— Petunjuk 1 —
Dalam artikel tentang literasi di bawah ini, sebutkan semua hal yang menurut penulis dapat memperlihatkan karakter berwibawa seseorang.

Mengapa hal ini dapat menjadi
masalah seperti bola salju? Tentu saja selama ini yang ramai dibicarakan
mengenai literasi hanya sebatas kemampuan akan mengolah informasi baik dalam
teks maupun visual dari kebiasaan membaca atau yang biasa disebut dengan
literasi baca tulis. Padahal, literasi itu sendiri banyak macamnya seperti yang diambil dari #SahabatKeluarga ini yaitu:
imgsc: sahabatkeluargakemdikbud |
Urgensi inilah yang kemudian
menjadi suatu keresahan, bagaimana sebaiknya mengajak tanpa harus membuat
merasa dibandingkan atau terhakimi akan pilihan masing-masing individu. Saya
mencoba mencari pola dalam lingkungan kerja dengan budaya startup di kota kecil bernama Purwokerto. Di budaya kerja tersebut,
bukan hanya kecepatan dan tuntas dalam mengerjakan pekerjaan—namun juga
lingkungan dengan kebiasaan yang produktif yaitu membaca. Kala ada waktu
senggang, para mentor biasanya membuka diskusi dengan mengeluarkan buku-buku manajemen.
Buku yang ilmunya tak akan ditemui di teori-teori perkuliahan. Ada waktu di
mana saya terbengong-bengong bersama mahasiswa lain saking takjubnya. Betapa
sebanyak apapun yang saya tahu, masih lebih banyak hal yang saya tak tahu.
Kasus di atas, memang dikatakan
sebagai kebutuhan agar bisnis berjalan lancar namun ada yang lebih penting dari
itu—yaitu mental yang dibentuk. Para mentor dengan segudang pengalaman dan
keahlian, menjadi pembicara dan trainer di
sana-sini saja masih membiasakan dengan membaca buku. Dari kebiasaan
tersebutlah, saya jadi dapat membedakan karakter orang bagaimana yang
benar-benar terliterasi dan mana yang kurang. Pengambilan keputusan, cara
memimpin, cara berinteraksi dengan orang lain dapat terlihat bagaimana karakter
berwibawanya.

[Data tercatat]
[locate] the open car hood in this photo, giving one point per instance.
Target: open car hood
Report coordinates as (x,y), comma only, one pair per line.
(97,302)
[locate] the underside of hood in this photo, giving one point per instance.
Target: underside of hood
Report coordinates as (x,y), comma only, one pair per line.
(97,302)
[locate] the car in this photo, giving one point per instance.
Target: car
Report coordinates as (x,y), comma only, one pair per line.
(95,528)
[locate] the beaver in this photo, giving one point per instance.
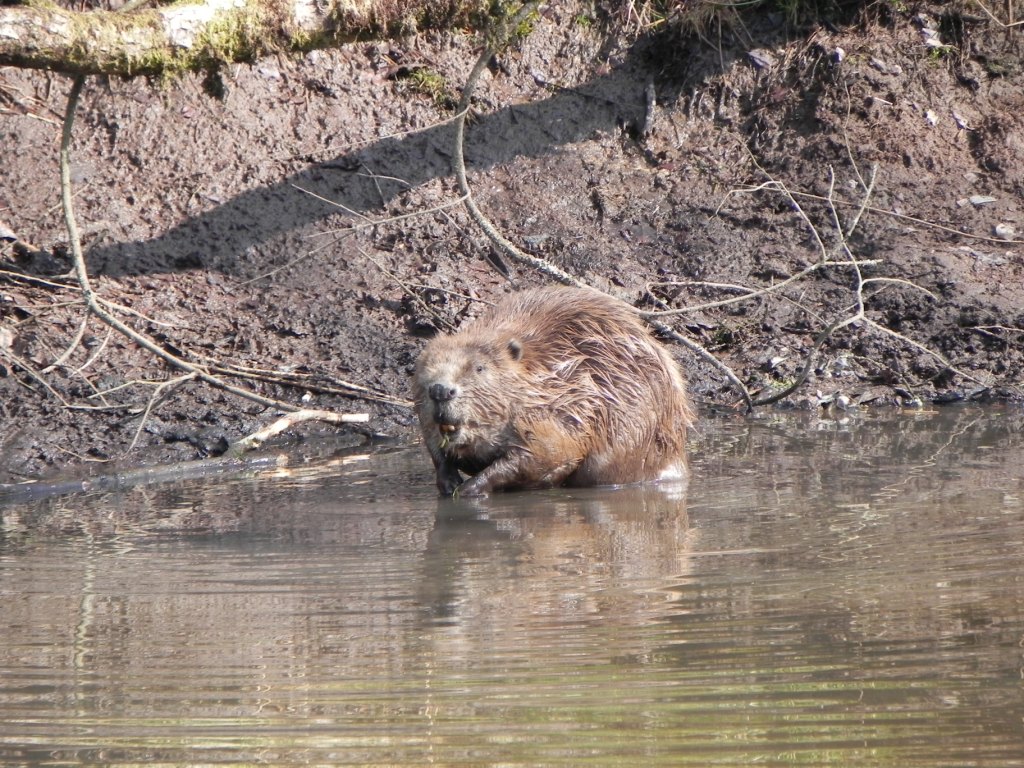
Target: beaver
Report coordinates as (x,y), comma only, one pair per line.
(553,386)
---
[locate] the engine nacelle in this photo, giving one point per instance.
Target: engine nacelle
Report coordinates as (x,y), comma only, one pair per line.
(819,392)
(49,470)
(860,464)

— Petunjuk 2 —
Tunjukkan setiap baris data yang memuat string "Target". Huruf besar dan kecil dibedakan.

— Jawaban 1 —
- Pengambilan keputusan
- Cara memimpin
- Cara berinteraksi dengan orang lain

— Jawaban 2 —
Target: open car hood
Target: underside of hood
Target: car
Target: beaver
Target: engine nacelle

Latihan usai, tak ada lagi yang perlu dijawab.